▸ **Texto citado**
De acordo com a polícia, o esquema funcionaria da seguinte forma: Escobar e Gordão, investidores no tráfico, entregavam veículos a Coringa, que os enviava ao Paraná para serem trocados por grandes quantidades de drogas. Esses entorpecentes eram então revendidos a compradores em larga escala e o lucro obtido era dividido entre os três.

Escobar era ativo em eventos do PRTB

Apesar de ter figurado oficialmente como presidente estadual do PRTB por apenas três dias, Escobar participou de diversos eventos e encontros partidários da legenda depois de seu afastamento ainda em março. Nessa lista há, inclusive, uma reunião na Assembleia Legislativa de São Paulo (Alesp) ao lado de Avalanche. Segundo o advogado Joaquim Pereira de Paulo Neto, que se tornou presidente da legenda em São Paulo, o verdadeiro comandante da sigla ainda era Escobar pelo menos até o Estadão revelar sua relação com o PCC.

Uma semana depois de deixar oficialmente a presidência partidária, Tarcísio Escobar teve um encontro com o vice-prefeito de Santo André, Luiz Zacarias (PL), como representante do PRTB. Zacarias disputa a eleição deste ano e nega conhecimento sobre as investigações envolvendo Escobar. Em abril, o ex-presidente do PRTB paulista também participou de um evento de apoio ao pré-candidato Marcelo Lima (Podemos), em São Bernardo do Campo, também no ABC Paulista. Tarcísio Escobar aparece em fotos publicadas nas redes sociais do vereador Ivan Silva.

A assessoria de imprensa de Lima afirmou que a construção da aliança com o PRTB, para a eleição de prefeito em São Bernardo do Campo, passou por um contato direto com a Executiva Nacional do PRTB, sem influência do Diretório Estadual. “Salientamos ainda que nunca existiu qualquer associação direta com a pessoa mencionada na matéria”.

Tarcísio Escobar, de roupa preta, aparece cercado por Leonardo Avalanche (esquerda) e Marcelo Lima (direita) Foto: Reprodução via @ivansilva.vereador / Facebook

Há registros de locação de aeronave para participação de reuniões políticas em Marília, interior paulista, em viagem feita em maio deste ano por Marçal e Escobar, entre outros. Na ocasião, eles se encontraram com João Pinheiro, então pré-candidato pelo PRTB na cidade. Escobar também participou de encontros nas regiões de São José do Rio Preto, Olímpia e Catanduva, sempre se apresentando e sendo apresentado como presidente do partido.

▸ **Pedido escrito 1**
Segundo o texto citado, por quantos dias Escobar figurou oficialmente como presidente estadual do PRTB?

(Registros de origem)
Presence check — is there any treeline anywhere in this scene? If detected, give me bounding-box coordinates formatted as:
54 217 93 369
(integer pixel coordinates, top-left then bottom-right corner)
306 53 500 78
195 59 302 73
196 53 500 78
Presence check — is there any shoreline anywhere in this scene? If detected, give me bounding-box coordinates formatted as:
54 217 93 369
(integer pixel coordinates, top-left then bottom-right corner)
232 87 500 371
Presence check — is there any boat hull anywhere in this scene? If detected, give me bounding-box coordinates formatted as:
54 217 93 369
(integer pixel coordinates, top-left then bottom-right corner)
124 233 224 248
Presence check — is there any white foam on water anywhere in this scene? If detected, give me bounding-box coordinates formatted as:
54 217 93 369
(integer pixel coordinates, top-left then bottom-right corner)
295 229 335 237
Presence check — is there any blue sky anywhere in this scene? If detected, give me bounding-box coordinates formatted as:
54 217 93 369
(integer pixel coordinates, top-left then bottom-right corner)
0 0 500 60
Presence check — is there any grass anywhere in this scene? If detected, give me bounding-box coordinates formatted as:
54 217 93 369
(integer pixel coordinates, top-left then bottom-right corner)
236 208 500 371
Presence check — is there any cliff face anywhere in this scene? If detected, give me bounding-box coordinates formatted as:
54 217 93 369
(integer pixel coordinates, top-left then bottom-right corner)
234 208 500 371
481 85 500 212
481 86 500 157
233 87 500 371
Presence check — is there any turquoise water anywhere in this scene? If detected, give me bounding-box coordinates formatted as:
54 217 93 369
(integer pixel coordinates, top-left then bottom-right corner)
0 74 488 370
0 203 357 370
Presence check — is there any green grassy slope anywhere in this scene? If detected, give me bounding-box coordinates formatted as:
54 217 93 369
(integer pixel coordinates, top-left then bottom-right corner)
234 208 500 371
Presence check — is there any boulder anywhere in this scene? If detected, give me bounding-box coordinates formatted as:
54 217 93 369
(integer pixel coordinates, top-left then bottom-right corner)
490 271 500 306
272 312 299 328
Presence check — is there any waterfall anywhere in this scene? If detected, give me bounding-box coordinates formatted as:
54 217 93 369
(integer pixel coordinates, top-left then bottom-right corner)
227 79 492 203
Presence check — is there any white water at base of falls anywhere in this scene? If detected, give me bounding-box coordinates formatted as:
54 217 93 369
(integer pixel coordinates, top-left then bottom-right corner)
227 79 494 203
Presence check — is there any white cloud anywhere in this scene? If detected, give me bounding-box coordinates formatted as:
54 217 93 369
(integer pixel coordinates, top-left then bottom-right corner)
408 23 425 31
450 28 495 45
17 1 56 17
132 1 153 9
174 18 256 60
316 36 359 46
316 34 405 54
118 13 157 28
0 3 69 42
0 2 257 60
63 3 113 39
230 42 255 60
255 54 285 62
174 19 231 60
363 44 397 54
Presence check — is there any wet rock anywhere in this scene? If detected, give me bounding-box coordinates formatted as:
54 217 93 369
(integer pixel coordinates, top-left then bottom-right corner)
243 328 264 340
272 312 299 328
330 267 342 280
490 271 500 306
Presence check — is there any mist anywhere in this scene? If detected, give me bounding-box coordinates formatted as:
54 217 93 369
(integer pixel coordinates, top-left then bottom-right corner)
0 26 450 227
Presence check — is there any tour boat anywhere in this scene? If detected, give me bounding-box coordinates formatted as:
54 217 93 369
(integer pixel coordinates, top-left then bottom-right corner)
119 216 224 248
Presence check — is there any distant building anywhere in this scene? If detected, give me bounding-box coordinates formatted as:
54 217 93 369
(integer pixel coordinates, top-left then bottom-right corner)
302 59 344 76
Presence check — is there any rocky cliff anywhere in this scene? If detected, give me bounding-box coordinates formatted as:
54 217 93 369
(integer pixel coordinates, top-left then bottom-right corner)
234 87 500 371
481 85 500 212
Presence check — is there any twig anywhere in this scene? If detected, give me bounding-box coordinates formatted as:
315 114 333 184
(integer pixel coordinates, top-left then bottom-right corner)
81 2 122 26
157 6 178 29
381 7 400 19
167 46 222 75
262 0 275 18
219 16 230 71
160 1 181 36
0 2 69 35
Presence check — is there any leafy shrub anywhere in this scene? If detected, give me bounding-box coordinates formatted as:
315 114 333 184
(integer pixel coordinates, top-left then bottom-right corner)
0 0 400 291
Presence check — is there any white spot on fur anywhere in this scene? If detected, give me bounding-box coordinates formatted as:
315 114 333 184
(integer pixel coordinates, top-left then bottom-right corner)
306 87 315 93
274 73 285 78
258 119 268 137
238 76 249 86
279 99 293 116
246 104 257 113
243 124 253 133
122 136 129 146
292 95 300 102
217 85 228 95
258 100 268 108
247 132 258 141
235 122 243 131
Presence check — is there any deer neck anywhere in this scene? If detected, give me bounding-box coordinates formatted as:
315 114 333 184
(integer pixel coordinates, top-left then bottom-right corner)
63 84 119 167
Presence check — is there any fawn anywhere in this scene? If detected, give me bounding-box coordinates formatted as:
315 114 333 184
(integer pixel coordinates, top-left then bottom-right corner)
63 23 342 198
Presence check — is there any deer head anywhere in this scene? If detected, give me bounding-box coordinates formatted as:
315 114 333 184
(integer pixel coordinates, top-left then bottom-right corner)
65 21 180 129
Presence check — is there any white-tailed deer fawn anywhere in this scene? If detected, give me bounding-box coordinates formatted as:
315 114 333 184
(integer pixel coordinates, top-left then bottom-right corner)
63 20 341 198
* * *
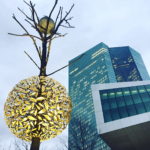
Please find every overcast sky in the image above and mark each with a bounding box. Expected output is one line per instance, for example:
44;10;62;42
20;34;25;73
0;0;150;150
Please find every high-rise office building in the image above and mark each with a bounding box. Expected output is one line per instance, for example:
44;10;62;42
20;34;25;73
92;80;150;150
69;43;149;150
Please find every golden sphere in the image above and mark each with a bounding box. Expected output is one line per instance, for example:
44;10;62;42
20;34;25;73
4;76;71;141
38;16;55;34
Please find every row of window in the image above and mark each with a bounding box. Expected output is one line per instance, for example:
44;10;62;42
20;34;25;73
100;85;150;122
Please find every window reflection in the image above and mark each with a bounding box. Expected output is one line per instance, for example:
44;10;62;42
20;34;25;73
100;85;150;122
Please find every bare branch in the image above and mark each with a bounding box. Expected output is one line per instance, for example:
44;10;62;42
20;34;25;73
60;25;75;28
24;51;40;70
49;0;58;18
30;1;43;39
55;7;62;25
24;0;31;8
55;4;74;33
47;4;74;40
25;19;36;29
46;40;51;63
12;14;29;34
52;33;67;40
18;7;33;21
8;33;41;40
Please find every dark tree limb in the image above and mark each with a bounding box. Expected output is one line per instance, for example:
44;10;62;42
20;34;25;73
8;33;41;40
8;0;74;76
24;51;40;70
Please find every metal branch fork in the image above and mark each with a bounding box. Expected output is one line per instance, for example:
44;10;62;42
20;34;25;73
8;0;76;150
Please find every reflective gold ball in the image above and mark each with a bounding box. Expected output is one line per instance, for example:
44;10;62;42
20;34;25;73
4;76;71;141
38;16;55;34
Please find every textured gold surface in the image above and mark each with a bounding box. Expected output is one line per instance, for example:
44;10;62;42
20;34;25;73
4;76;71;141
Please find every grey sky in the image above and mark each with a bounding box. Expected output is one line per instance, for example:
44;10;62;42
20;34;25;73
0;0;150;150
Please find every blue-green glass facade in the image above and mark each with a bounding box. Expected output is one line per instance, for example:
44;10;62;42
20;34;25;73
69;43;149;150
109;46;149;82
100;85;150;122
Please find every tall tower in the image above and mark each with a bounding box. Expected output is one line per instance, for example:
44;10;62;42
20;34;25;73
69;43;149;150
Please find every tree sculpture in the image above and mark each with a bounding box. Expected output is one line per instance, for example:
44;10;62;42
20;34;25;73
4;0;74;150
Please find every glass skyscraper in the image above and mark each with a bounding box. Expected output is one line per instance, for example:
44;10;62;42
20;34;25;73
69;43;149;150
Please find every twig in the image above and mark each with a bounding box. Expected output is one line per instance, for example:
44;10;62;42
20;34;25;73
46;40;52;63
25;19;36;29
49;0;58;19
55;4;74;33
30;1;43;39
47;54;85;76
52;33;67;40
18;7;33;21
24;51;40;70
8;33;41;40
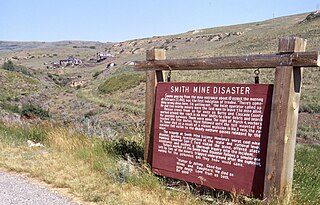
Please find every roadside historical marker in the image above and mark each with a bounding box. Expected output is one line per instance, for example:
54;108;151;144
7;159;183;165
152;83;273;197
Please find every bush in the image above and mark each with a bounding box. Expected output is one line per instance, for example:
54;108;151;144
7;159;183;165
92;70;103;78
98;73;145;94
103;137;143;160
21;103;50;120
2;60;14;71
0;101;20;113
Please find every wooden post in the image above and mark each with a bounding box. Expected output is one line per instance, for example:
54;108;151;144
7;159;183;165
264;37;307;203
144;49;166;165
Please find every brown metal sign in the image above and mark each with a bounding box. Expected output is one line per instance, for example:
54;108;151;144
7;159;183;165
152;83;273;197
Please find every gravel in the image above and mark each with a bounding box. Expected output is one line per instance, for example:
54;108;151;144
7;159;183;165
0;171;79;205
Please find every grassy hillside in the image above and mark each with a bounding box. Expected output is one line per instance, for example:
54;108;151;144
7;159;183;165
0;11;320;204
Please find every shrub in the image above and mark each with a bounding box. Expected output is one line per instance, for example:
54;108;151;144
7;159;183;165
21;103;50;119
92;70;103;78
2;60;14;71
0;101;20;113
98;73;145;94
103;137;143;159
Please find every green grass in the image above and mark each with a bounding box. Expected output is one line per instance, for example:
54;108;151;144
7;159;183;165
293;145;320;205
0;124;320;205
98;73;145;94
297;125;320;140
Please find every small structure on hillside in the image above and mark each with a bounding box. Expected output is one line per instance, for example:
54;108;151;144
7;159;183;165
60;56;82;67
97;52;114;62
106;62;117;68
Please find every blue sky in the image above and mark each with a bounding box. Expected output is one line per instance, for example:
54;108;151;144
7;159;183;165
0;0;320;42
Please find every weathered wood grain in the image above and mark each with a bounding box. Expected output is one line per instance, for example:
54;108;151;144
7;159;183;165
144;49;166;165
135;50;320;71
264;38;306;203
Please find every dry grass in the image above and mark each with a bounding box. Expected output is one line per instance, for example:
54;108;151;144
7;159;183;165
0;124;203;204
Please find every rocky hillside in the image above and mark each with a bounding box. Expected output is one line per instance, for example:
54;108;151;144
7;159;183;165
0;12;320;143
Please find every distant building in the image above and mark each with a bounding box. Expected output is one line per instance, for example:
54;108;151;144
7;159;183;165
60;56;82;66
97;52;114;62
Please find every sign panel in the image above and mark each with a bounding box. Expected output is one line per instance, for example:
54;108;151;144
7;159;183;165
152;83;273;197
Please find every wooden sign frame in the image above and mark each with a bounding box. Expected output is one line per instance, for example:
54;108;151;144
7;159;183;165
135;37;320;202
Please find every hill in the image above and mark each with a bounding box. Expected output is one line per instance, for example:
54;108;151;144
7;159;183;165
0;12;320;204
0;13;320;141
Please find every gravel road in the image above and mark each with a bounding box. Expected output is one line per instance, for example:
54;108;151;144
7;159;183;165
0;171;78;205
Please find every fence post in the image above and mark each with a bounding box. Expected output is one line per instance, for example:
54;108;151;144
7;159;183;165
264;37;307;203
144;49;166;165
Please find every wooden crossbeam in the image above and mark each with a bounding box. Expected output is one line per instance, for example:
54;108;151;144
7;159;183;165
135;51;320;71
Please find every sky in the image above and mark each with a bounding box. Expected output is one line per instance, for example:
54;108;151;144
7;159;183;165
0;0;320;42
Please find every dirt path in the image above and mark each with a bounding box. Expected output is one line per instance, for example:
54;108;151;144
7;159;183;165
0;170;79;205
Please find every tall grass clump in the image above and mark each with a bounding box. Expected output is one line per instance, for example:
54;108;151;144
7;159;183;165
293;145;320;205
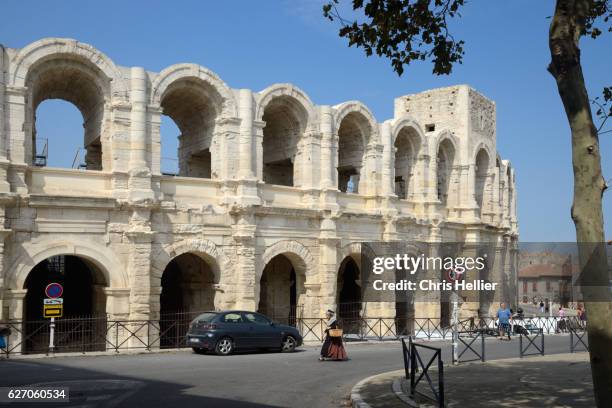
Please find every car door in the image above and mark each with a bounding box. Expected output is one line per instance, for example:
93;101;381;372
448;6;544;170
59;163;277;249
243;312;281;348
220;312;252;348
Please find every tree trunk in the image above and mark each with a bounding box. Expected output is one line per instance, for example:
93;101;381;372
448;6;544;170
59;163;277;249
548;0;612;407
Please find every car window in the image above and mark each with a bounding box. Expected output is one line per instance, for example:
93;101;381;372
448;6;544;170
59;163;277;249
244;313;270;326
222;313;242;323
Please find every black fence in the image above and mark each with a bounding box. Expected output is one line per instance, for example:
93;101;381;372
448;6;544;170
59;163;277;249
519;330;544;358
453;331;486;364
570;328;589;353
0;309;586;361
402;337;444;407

▸ **Pedido escrito 2**
Quantas linhas dos registros contêm a palavra "fence"? Responda só com o número.

▸ **Resposta final 1**
Por apenas três dias.

▸ **Resposta final 2**
2